* _BRIEF_:
Can you copy the records word for word, starting at the line that contains "Indicate the white wall" and stopping after the final line of the records?
* * *
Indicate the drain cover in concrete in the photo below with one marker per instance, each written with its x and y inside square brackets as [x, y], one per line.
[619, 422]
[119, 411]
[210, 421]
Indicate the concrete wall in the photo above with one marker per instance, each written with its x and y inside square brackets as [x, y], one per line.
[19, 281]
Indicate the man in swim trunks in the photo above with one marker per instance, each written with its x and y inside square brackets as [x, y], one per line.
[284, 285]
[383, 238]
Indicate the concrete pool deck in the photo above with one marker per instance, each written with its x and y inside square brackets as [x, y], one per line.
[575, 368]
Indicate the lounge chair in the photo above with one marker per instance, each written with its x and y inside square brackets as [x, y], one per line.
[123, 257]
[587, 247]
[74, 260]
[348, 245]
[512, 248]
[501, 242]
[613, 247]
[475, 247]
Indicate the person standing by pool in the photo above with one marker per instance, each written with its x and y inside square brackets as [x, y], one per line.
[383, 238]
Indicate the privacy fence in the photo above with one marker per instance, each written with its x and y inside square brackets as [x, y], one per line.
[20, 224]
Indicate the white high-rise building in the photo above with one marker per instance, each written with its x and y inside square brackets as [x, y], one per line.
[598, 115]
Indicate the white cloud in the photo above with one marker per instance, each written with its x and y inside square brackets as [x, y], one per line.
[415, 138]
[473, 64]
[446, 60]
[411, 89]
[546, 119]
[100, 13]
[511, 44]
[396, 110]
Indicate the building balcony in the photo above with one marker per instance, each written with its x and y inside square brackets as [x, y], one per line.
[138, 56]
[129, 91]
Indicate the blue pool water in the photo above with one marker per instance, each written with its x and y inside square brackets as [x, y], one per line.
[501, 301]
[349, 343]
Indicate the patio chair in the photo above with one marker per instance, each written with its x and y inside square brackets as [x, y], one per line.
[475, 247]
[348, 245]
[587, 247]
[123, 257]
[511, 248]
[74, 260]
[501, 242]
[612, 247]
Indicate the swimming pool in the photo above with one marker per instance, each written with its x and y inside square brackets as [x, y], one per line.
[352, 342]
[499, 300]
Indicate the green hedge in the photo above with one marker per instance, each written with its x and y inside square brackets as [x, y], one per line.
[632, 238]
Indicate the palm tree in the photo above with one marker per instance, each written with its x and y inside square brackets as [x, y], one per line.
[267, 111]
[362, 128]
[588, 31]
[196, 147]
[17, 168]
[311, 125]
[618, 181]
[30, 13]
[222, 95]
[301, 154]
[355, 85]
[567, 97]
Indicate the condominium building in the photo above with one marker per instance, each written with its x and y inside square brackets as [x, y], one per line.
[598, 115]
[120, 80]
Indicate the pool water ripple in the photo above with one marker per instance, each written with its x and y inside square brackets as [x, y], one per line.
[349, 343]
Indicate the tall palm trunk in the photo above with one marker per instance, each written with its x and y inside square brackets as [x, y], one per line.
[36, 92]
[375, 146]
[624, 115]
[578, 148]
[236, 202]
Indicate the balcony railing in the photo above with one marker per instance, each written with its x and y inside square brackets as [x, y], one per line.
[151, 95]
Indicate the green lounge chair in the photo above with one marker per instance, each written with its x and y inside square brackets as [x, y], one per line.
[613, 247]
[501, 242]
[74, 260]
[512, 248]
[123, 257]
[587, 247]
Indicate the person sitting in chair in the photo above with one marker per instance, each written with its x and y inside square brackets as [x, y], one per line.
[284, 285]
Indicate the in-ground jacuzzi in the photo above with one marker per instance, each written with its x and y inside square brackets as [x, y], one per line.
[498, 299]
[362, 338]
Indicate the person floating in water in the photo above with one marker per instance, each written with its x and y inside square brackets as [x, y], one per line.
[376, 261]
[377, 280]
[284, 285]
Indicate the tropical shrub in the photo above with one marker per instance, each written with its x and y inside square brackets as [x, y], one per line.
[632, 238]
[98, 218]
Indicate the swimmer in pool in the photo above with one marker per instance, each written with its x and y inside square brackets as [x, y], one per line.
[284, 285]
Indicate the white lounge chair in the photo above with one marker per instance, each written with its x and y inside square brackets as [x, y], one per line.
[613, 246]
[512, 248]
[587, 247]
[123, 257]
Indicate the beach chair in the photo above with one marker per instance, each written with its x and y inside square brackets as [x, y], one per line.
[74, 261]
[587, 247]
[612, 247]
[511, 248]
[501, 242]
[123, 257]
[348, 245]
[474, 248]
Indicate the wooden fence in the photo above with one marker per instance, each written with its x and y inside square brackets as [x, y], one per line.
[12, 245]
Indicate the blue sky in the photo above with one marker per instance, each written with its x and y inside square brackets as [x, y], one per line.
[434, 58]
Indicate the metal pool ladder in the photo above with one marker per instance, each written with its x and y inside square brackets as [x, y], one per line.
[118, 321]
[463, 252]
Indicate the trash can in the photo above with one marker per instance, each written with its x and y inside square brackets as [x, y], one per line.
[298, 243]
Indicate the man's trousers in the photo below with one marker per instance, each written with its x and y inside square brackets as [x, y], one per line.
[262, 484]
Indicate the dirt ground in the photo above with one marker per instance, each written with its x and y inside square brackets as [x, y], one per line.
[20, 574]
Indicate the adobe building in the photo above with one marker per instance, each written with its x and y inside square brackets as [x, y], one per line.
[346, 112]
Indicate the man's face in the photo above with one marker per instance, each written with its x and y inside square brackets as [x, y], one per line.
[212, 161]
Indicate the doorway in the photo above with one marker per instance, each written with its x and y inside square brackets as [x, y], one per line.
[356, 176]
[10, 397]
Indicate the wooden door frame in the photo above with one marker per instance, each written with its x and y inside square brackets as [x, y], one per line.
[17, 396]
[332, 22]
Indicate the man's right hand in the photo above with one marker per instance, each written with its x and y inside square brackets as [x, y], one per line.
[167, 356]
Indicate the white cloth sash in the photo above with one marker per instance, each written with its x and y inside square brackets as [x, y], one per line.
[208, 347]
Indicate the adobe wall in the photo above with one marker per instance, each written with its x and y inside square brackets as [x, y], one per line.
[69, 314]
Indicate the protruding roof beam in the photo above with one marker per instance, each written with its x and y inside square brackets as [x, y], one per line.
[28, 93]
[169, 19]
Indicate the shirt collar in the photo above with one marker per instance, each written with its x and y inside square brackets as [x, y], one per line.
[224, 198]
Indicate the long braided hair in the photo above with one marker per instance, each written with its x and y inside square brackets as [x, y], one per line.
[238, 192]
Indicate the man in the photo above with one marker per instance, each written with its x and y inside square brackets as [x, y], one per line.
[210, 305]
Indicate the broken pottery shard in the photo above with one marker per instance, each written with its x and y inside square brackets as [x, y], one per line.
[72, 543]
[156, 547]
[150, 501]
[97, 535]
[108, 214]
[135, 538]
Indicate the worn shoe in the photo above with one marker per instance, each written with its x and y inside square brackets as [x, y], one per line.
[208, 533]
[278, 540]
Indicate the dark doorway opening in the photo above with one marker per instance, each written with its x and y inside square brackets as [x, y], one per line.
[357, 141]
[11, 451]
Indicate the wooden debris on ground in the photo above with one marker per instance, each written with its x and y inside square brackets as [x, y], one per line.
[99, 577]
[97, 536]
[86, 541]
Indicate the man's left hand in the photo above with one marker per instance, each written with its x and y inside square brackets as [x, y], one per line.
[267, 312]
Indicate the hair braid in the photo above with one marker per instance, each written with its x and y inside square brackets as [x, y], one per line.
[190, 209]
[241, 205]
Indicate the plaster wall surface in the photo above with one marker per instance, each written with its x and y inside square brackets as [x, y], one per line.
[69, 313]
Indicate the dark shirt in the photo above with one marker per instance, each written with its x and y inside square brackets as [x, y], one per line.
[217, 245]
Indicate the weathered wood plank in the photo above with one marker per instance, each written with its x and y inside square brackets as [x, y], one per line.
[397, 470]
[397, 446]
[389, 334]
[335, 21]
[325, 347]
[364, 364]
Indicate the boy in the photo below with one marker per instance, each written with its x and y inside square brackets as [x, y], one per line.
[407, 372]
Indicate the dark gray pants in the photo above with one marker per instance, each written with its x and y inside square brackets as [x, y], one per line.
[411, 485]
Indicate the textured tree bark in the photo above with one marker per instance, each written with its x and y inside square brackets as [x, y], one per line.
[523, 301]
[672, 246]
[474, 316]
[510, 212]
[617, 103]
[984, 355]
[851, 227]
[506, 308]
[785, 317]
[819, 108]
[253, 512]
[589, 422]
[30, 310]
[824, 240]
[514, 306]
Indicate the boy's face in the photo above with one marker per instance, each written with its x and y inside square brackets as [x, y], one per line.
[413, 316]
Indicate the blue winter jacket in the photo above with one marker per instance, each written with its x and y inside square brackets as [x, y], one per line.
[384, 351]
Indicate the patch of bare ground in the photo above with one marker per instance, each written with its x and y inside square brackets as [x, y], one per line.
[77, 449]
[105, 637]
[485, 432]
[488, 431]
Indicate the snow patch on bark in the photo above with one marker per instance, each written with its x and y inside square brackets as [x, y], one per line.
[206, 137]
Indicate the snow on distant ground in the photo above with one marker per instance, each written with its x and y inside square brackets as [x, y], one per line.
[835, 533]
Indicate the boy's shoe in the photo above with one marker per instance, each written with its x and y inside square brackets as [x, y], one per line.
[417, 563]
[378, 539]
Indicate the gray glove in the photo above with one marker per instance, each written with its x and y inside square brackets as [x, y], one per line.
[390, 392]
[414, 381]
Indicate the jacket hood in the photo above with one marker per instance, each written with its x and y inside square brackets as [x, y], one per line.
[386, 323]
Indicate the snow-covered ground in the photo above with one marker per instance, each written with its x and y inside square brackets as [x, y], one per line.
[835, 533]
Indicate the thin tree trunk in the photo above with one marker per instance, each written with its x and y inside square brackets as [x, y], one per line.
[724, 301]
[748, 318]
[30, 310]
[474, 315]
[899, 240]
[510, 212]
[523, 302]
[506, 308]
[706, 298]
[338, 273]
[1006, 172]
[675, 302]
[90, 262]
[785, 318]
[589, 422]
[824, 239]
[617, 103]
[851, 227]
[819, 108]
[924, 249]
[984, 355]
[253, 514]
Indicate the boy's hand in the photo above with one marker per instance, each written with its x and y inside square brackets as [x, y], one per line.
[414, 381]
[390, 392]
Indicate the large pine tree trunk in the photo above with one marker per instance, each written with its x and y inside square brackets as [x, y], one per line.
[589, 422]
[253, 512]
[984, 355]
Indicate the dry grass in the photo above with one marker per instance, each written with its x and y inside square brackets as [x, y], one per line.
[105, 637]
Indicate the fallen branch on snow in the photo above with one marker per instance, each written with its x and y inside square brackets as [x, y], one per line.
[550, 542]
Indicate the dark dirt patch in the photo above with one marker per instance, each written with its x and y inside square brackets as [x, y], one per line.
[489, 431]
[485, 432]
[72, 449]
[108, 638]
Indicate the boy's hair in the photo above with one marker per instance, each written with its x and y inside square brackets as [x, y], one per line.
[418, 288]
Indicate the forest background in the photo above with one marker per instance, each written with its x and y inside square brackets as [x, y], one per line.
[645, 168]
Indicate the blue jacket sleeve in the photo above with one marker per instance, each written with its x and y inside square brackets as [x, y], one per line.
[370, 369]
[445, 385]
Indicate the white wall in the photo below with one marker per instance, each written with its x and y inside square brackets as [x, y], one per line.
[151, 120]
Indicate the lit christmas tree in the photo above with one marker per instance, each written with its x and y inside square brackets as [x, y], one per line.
* * *
* _CORRECT RESPONSE_:
Indicate the white wall in the photo below with one marker per instance, each written with its x and y inside square brackets as [x, y], one per line.
[151, 120]
Indicate the lit christmas tree in the photo above with one marker per instance, each written with its x and y inside square brackets as [x, y], one per line.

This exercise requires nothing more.